▶ [Written problem]:
Would you retype all of these records exactly?

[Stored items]
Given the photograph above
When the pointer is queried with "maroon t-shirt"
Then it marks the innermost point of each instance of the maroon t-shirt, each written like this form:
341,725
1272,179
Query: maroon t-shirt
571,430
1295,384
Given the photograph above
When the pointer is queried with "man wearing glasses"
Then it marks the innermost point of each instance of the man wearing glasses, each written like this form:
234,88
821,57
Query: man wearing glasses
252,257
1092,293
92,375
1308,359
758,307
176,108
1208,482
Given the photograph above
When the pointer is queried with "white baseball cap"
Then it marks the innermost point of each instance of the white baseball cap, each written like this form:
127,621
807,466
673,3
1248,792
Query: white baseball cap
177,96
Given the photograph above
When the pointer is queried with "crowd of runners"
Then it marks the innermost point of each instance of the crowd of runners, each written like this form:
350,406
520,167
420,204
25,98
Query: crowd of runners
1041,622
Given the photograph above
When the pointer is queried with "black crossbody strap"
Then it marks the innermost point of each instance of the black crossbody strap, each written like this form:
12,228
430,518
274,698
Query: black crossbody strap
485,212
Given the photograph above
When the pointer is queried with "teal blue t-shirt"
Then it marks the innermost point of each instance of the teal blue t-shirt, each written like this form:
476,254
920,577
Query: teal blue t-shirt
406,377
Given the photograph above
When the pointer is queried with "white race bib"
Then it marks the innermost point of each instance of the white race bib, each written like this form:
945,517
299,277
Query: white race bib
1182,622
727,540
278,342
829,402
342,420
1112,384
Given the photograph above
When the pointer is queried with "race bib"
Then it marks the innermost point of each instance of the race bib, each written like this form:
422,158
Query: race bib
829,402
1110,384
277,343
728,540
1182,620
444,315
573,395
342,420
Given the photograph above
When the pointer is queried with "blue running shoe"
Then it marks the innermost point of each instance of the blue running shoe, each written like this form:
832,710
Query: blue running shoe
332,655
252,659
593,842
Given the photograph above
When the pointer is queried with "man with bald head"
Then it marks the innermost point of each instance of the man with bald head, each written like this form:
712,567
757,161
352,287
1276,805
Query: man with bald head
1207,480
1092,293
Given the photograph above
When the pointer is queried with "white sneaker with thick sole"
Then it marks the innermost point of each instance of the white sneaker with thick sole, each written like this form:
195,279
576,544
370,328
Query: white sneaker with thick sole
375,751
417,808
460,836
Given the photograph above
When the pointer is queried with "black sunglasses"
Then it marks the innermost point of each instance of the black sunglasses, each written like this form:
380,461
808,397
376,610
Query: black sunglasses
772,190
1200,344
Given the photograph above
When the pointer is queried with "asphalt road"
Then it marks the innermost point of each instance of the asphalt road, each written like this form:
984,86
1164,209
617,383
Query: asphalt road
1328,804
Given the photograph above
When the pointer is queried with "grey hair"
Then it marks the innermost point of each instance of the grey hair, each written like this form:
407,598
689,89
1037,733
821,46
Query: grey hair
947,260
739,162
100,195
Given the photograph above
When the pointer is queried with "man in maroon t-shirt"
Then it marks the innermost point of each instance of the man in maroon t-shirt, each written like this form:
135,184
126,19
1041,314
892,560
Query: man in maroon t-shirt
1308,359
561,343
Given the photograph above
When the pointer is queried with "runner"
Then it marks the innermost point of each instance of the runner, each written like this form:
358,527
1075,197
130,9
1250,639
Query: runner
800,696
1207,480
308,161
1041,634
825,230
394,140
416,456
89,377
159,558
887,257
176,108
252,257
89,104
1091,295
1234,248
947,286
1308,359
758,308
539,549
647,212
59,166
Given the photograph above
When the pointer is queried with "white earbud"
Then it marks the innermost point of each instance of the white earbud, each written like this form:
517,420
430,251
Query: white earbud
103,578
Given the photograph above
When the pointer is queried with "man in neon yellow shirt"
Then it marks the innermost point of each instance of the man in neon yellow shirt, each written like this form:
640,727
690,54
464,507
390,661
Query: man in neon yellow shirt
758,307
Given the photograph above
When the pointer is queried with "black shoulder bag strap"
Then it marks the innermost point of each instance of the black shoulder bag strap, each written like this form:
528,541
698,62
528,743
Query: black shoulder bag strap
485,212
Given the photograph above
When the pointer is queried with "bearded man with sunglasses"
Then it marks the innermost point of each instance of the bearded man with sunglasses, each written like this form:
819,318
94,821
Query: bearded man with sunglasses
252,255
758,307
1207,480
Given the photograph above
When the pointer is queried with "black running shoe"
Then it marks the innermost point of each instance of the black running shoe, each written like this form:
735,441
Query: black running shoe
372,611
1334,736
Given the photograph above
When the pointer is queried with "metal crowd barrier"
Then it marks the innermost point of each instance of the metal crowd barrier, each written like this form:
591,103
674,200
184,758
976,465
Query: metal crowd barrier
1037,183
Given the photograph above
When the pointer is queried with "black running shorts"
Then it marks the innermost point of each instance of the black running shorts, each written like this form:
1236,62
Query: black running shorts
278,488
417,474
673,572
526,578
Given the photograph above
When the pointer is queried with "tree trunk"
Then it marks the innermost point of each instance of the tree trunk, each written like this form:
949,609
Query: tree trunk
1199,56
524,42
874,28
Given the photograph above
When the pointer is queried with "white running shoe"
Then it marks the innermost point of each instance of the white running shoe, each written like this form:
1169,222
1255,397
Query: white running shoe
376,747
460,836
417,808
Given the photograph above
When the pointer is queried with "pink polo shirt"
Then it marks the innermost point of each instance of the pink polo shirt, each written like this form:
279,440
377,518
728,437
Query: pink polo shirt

▶ [Task solution]:
Given the photograph above
When the pointer is queried with "maroon t-shirt"
Then it marks the innermost point of each instance of the maroon t-shirt, each written like this form:
341,725
1272,179
Query: maroon t-shirt
571,430
1295,384
Given the photograph above
When the pointer is queried with "man wearing glasses"
Then it marks the innermost point of each instance of the man wearing glasses, each written like this form:
234,88
821,57
Query: man wearing glasses
252,257
1092,293
92,375
1308,359
758,307
176,108
1208,482
Given the photograph above
When the pointer is queried with "white baseball cap"
Then it marks the innermost point of each instance of the white baseball cap, each written like this form:
127,621
807,466
673,3
1248,792
Query: white baseball cap
177,96
Given the photograph above
When the pointer is queried with "crowd of runners"
Then it marks the innermost point of each instance of the crowd of runners, each written like this form:
350,406
520,167
420,204
25,98
Query: crowd of runners
1041,622
Given the photograph above
When the pointer is queried with "black crossbody strap"
Then it marks the innermost point of each instance of the black crossbody strap, each written like this form:
12,228
430,518
274,698
Query: black crossbody strap
485,212
Given the photograph above
When the pointer is queried with "teal blue t-shirt"
Then it marks the innermost point of each instance of the teal blue t-shirt, each written like this form:
476,254
920,577
Query: teal blue t-shirt
406,377
Given the photograph above
When the pointer is queried with "white race bib"
Then it marks the innermost point of each instance of the white race bib, each written like this form:
945,517
299,277
Query: white race bib
1182,622
727,540
278,342
829,402
342,420
1112,384
Given the photograph above
When the pointer is queried with "race bib"
Then it marks the innermost point of each instance of the race bib, each written like this form:
422,158
Query: race bib
829,402
1110,384
277,343
728,540
1182,620
444,315
573,395
342,420
Given the photograph above
When the pointer is queried with "blue running shoe"
Then it marks the innermost point of each instance of the blue running shoe, each written like this form:
832,710
Query: blue running shoe
332,655
252,659
593,842
Given the photograph above
When the pointer is queried with "man with bald head"
Then it marks the innermost point of each instance of the man with bald head, each written like this form:
712,567
757,161
352,287
1276,805
Query: man with bald head
1207,480
1092,293
Given the photograph above
When the pointer is queried with "white sneaker with thick sole"
Then it marks the innermost point of each instance of the white sneaker with thick sole, each written like this form:
195,279
576,544
370,328
Query: white sneaker with thick sole
375,751
417,808
460,836
Given the photograph above
When the pointer is queried with "black sunglasses"
Then it marks the innermost point of each instance of the black sunglasses, each written like this form:
380,461
808,397
376,610
Query: black sunglasses
772,190
1200,344
Given the photograph above
When the pointer is queried with "asphalt road"
Then it marks the innermost point of each instance of the asphalt road, each written like this form:
984,86
1164,209
617,383
Query: asphalt road
1328,804
Given the photograph above
When the pointer is queried with "grey hair"
Then it marks the innermost point of each instance of the grey hair, each written like this form:
407,598
689,89
1037,733
821,46
Query: grey hair
947,260
739,162
100,195
Given the photograph above
When the pointer is queried with "man in maroon t-shirt"
Then it marks the innermost point of each instance of the man in maroon t-shirt, each written like this form:
135,184
126,19
1041,314
892,560
Query: man in maroon t-shirt
1308,359
561,343
Given the photograph above
When the pointer is queried with "runner"
Then it marks the innermost point of each instance of the runner, each written like this form:
358,527
1075,197
130,9
1250,639
Query: runner
800,696
1207,480
308,161
1041,634
825,230
394,140
416,456
89,377
159,558
887,257
176,108
252,257
89,104
1091,295
1234,248
947,286
1308,359
758,308
539,549
647,212
59,166
Given the photograph above
When the pointer is queried with "white earbud"
Then it marks the innermost point of each instance of the white earbud, each written like this form:
517,420
430,251
Query: white earbud
103,578
Given the photograph above
When the pointer is queried with "man in neon yellow shirt"
Then it marks the innermost point of each instance of the man in neon yellow shirt, each written like this form:
640,727
690,54
464,507
390,661
Query: man in neon yellow shirt
758,307
Given the photograph above
When the pointer is queried with "black shoulder bag strap"
Then it marks the innermost point of each instance of the black shoulder bag strap, each written like this form:
528,541
698,62
528,743
Query: black shoulder bag strap
485,212
Given the photograph above
When the pointer is queried with "bearded man with sunglasses"
Then it marks the innermost point of each instance of the bearded man with sunglasses, each written like this form:
819,318
94,821
Query: bearded man with sunglasses
252,255
758,307
1207,480
Given the photograph above
When the pointer is queried with "black running shoe"
Then it marks the innermost point of each instance of the black running shoe, each written like this form:
735,441
Query: black running shoe
372,611
1334,736
Given the photograph above
When the pointer is queried with "metal crowd barrier"
Then it marks the innermost point of each instance of the metal crowd barrier, each written like this form:
591,103
674,200
184,758
976,465
Query: metal crowd barrier
1037,183
Given the photograph above
When the pointer is queried with "black running shorts"
Then it marks the innermost point of each instance of the black running shorts, each written like this form:
1236,62
Query: black running shorts
278,488
417,474
673,572
526,578
Given the photograph above
When the pointer is queried with "tree trunk"
Then it marks the innermost point of each instance of the tree trunk, each written like this form:
949,609
Query: tree trunk
1199,56
524,42
874,28
Given the photograph above
When the pointer is queried with "white running shoe"
Then it marks the innermost point of each instance of the white running shoe, each written like this form:
1169,222
1255,397
Query: white running shoe
376,747
460,836
417,808
Given the photograph above
When the pointer is queried with "pink polo shirt"
Then it marks the innermost point of each instance of the pink polo shirt, each written like this form:
279,440
377,518
728,437
Query: pink polo shirt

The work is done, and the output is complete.